Passage for review:
Start of Block

Transform your classroom with the Three Dimensions

I was recently talking with several math teachers. We were in agreement that it seems students today are profoundly different from students in the past…or at least how we remember them being in the past.

Compared to the “good old days”, the teachers felt students…

  • are coming to their respective grade levels less prepared than in the past;
  • have less tolerance for productive struggle;
  • do not collaborate as well
  • are less able to concentrate for any length of time

…and the list continued.

With students seemingly transformed overnight (really…over the course of a pandemic), it is understandable that teachers are left wondering what the heck happened? Why are the instructional strategies we have been using for the past decades suddenly not working with students nowadays?

What is a teacher to do?

In this blog post, I will share how one teacher has embraced the Three Dimensions of Systemic Change that support mathematics instruction found in Chapter 2 of the California Mathematics Framework; and how the students in her classroom have been transformed into engaged mathematicians…literally over night. As a result, she has created an equitable and engaging classrooms that has increased student achievement and given her a new joy for teaching mathematics..

Three Dimensions of Systemic Change that  Support Math Instruction

The three dimensions of systemic change that support math achievement in the new CA Math Framework are:

  • An Assets-Based Approach to Instruction
  • Active Student Engagement Through Investigation and Connection
  • Instruction That Centers Cultural and Personal Relevance

 

Let’s briefly dig into each one.

End of Block

Tasks to complete:
- a) Reproduce the blog post on the Three Dimensions word for word from "With students seemingly" to "with students nowadays?".
- b) In the blog post on the Three Dimensions, which chapter of the California Mathematics Framework contains the Three Dimensions of Systemic Change?

Extracted information:
Start of Block

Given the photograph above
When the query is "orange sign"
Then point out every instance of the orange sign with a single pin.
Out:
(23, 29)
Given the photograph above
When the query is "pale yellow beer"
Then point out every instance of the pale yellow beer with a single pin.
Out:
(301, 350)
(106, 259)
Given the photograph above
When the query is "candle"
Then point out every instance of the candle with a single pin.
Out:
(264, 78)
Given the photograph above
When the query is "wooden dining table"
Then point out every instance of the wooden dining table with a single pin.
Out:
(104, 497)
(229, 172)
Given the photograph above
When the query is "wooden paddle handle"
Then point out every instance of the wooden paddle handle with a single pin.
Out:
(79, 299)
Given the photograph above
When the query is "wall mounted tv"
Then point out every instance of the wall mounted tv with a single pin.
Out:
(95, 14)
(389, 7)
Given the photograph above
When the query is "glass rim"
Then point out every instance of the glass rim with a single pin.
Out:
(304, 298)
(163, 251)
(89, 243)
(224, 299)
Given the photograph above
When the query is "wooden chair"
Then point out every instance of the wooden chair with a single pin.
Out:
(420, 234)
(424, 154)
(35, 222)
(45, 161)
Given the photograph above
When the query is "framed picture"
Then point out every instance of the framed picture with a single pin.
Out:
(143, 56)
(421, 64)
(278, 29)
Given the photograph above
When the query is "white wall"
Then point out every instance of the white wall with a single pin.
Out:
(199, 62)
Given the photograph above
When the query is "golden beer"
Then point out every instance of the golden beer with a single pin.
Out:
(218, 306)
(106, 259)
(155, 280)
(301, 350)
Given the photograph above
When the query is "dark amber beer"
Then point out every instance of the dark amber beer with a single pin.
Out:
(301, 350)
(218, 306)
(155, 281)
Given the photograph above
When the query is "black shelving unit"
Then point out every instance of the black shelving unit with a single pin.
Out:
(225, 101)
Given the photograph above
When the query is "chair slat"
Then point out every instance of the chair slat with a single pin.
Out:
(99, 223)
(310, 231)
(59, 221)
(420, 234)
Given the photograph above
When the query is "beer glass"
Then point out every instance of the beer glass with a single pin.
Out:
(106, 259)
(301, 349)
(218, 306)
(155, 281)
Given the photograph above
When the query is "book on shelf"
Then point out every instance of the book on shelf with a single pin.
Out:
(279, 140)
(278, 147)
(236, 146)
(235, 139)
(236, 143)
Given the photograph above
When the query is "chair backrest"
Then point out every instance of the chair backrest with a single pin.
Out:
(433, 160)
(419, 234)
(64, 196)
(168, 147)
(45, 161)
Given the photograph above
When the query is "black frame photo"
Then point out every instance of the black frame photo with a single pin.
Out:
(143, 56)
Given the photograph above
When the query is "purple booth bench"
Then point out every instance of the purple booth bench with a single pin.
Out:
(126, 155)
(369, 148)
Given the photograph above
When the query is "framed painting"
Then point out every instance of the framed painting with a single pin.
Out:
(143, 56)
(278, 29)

End of Block

Outputs by task:
- a)
With students seemingly transformed overnight (really…over the course of a pandemic), it is understandable that teachers are left wondering what the heck happened? Why are the instructional strategies we have been using for the past decades suddenly not working with students nowadays?

- b) Chapter 2.